Given problem -> Could you reproduce, word for word, the stretch of the listing below from the line containing "Give the segmentation of every instance of the blue" through the line containing "List every instance of the blue sky here."?

Records for the exercise ->

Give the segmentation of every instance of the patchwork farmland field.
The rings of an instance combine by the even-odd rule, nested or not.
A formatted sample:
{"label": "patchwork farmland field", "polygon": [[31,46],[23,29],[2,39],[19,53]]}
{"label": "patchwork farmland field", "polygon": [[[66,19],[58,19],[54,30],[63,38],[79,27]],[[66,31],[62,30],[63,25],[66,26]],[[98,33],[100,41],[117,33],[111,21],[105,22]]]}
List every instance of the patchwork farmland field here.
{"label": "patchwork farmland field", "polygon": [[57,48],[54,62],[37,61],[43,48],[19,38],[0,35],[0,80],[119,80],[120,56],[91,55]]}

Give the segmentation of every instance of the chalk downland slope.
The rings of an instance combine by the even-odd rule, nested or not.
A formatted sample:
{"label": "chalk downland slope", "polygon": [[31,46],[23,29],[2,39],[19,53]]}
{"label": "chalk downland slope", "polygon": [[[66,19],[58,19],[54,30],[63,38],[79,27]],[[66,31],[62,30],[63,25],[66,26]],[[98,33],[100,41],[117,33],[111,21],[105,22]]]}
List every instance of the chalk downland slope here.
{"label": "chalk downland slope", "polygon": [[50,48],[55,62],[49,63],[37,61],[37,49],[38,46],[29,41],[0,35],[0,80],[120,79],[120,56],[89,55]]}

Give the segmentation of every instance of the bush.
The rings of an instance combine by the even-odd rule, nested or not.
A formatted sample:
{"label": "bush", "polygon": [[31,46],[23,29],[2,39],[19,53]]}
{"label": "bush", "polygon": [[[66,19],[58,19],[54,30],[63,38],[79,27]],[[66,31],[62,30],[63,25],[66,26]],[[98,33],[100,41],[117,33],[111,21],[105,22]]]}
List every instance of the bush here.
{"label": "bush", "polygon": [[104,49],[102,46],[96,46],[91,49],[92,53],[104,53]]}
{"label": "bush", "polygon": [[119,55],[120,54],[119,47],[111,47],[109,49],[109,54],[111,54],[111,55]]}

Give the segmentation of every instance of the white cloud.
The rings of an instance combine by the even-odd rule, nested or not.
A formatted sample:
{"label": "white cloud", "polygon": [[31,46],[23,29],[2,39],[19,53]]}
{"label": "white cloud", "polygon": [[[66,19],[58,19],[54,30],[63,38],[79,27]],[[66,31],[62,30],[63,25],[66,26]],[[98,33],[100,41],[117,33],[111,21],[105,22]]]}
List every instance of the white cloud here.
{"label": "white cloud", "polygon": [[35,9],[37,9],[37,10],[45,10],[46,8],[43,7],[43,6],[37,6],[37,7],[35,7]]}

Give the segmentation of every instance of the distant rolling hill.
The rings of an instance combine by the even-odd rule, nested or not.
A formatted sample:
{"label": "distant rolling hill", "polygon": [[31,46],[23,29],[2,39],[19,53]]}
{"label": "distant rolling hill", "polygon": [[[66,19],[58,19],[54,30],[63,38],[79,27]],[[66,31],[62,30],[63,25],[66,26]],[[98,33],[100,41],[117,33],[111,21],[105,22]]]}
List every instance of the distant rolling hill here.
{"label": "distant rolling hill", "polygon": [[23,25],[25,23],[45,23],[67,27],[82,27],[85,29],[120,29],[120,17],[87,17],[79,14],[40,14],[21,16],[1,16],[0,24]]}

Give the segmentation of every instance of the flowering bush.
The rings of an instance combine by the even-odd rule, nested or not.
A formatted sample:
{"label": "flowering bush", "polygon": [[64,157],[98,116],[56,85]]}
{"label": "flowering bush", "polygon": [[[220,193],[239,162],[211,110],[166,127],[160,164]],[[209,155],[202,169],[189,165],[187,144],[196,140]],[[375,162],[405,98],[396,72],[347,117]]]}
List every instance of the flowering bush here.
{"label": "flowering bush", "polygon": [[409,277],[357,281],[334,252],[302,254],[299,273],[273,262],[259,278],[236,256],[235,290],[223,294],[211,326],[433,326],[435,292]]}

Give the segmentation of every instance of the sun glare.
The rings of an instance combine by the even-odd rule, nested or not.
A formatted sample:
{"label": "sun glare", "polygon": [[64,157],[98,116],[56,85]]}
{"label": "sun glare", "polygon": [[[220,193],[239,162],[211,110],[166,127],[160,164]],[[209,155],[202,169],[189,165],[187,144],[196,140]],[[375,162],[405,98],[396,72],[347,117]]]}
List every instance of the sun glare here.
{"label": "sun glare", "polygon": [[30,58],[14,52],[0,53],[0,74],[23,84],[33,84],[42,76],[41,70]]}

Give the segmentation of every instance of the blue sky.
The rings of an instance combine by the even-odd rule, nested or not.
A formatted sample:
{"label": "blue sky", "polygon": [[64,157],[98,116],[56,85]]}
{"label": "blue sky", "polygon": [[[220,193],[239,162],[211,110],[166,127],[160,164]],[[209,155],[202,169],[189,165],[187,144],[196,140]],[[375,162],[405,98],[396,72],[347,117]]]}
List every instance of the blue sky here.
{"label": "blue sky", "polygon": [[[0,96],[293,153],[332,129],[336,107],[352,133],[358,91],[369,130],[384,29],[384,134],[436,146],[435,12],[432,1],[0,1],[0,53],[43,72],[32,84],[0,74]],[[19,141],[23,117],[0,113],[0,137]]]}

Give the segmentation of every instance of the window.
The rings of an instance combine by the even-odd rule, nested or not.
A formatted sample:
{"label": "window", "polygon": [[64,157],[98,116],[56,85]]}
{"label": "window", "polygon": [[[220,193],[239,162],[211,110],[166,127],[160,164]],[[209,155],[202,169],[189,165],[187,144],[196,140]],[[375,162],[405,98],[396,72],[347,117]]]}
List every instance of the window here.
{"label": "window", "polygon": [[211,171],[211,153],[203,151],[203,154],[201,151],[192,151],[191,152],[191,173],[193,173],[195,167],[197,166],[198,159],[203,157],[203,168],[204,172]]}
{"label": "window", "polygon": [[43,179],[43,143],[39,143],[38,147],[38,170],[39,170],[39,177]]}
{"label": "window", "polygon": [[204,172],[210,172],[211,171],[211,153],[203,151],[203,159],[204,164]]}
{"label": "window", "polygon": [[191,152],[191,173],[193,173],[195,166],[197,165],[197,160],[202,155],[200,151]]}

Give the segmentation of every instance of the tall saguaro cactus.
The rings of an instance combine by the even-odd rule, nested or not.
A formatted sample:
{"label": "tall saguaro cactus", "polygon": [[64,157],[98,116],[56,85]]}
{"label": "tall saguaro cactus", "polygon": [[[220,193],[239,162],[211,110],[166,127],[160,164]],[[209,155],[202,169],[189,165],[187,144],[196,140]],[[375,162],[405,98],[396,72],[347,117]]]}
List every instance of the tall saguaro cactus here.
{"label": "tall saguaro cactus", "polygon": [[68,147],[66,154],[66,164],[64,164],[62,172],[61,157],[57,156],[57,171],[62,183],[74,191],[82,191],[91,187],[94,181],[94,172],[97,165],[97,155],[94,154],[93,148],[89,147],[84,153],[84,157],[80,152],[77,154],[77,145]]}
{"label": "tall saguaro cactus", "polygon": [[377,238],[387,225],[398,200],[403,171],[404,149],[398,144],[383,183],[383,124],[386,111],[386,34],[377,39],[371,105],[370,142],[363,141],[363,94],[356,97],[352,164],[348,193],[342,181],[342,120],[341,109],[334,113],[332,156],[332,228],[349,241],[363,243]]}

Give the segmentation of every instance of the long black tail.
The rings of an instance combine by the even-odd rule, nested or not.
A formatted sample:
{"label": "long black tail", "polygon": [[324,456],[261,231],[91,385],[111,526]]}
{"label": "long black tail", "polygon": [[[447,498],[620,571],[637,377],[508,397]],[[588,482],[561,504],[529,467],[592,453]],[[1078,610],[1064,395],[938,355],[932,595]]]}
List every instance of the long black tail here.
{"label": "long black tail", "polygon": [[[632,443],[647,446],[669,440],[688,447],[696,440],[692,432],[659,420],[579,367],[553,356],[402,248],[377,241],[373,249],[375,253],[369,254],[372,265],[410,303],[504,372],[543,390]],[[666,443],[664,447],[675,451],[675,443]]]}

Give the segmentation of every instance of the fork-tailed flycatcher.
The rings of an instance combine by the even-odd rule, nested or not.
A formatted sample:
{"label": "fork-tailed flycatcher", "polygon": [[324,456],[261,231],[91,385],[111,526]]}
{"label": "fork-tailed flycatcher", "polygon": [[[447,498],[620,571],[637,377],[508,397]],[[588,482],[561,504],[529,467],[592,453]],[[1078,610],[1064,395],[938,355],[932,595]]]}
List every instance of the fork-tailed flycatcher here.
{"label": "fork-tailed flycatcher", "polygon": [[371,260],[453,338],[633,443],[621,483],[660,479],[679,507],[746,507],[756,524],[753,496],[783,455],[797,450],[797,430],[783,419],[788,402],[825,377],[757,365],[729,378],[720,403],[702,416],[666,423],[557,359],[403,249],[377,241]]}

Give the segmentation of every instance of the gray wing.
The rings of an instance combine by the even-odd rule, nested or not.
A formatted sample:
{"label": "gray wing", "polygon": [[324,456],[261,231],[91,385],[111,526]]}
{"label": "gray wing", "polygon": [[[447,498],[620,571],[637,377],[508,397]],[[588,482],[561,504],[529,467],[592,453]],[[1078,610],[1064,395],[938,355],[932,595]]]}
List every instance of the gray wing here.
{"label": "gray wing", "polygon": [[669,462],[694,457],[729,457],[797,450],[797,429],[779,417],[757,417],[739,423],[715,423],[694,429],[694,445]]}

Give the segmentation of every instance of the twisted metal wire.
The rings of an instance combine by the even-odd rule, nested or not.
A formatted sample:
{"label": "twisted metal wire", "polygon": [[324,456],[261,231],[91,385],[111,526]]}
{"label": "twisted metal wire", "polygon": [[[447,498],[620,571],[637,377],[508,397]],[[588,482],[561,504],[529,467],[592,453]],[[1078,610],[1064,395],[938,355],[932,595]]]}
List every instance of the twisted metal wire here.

Written solution ->
Give the segmentation of every instance of the blue sky.
The rings of an instance combine by the even-odd rule, nested or not.
A formatted sample:
{"label": "blue sky", "polygon": [[64,157],[98,116],[56,85]]}
{"label": "blue sky", "polygon": [[[220,193],[239,162],[211,110],[166,127],[160,164]],[[209,155],[202,169],[189,165],[187,144],[196,140]],[[375,162],[405,98],[396,72],[347,117]]]}
List every instance of the blue sky here.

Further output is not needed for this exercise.